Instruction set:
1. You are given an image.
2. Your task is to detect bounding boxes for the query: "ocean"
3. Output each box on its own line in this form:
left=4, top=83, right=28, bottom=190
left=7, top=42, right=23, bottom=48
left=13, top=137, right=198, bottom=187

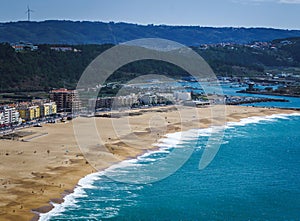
◆ ◆ ◆ ◆ ◆
Problem details — Reproduce every row above word for word, leaving out the pictures.

Task response —
Instruction set:
1. You are given an image.
2. Your task is to detect bounding boxes for the query: "ocean"
3. Output each box on its own line in this form:
left=4, top=83, right=28, bottom=190
left=7, top=42, right=23, bottom=48
left=13, top=137, right=198, bottom=187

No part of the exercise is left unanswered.